Trecho:
★ ★ ★

O recurso foi regularmente admitido.

Não houve resposta.

Neste tribunal, o Ex.mo PGA apôs um visto nos autos.

No cumprimento do artigo 417º, nº 2, do Código de Processo Penal, nada mais foi aduzido.
II – FUNDAMENTAÇÃO:

a) a decisão recorrida:

No que aqui importa reter, o despacho recorrido é do teor seguinte (transcrição):

No âmbito dos presentes autos foram aplicadas ao arguido AA as medidas de coação de proibição de contactar, direta ou indiretamente, por qualquer meio, por si ou por interposta pessoa ou utilizando meios eletrónicos de comunicação com a ofendida; de proibição de permanecer e/ou de se aproximar da residência, estabelecendo-se o raio de exclusão que vier a ser estabelecido pela DGRSP; de obrigação de se apresentar diariamente no OPC competente da sua área de residência e de obrigação de se submeter a tratamento à sua adição ao álcool, com o consentimento do arguido, tudo conforme os artigos 191.º a 194.º, 196.º, 198.º, 200.º, n.º 1, al. a), b) e f) e 204.º, al. c) do Código de Processo Penal, com fiscalização por meio técnico de controlo à distancia, nos termos do artigo 35.º, da Lei 112/2009, de 16 de setembro.
O arguido por requerimento de fls. 301 e 302, veio requerer a revogação das medidas de coação aplicadas de proibição de contactar, direta ou indiretamente, por qualquer meio, por si ou por interposta pessoa ou utilizando meios eletrónicos de comunicação com a ofendida e de proibição de permanecer e/ou de se aproximar da residência, previstas no artigo 200.º, ao abrigo do disposto nos artigos 215.º, n.º 1, al. a) e 216.º à contrario, aplicáveis ex vi do artigo 218.º, n.º 2 do Código de Processo Penal e artigo 212.º, n.º 1 e 4, do mesmo diploma, porquanto os prazos de duração daquelas medidas de coação aplicadas ao arguido se mostram excedidos.
O Ministério Público pronunciou-se no sentido de não assistir razão ao arguido, porquanto considerando o crime em causa nos presentes autos – violência doméstica – aplica-se a Lei 112/2009, de 16 de setembro, legislação especial que estabelece o regime especial aplicável à prevenção da violência doméstica e à proteção e assistências das suas vitimas, a qual no seu artigo 35.º, n.º 5 ao não remeter para o artigo 218.º, n.º 2 do Código de Processo Penal, que fixa os prazos máximos para as medidas de coação previstas no artigo 200.º, está expressamente a excluir a sua aplicação ao crimes de violência doméstica.

Apreciando.

★ ★ ★

Material fornecido:
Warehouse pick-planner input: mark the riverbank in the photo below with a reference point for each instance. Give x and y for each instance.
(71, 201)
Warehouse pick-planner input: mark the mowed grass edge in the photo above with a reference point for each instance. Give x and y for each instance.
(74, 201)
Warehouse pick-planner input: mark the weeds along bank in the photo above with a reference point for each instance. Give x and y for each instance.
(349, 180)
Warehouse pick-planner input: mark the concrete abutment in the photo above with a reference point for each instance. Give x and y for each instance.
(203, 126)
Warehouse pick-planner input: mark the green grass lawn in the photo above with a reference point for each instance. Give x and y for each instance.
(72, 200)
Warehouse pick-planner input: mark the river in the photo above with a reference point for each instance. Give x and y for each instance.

★ ★ ★

Questão curta 1: Segundo o trecho, que lei o Ministério Público diz que se aplica ao crime em causa nos autos?
Questão curta 2: Copie fielmente do trecho a parte que começa com as palavras "O recurso foi" e termina com "mais foi aduzido.".
O material é independente do trecho e não faz parte dele.

Resposta ao exercício 1: A Lei 112/2009, de 16 de setembro.

Resposta ao exercício 2:
O recurso foi regularmente admitido.

Não houve resposta.

Neste tribunal, o Ex.mo PGA apôs um visto nos autos.

No cumprimento do artigo 417º, nº 2, do Código de Processo Penal, nada mais foi aduzido.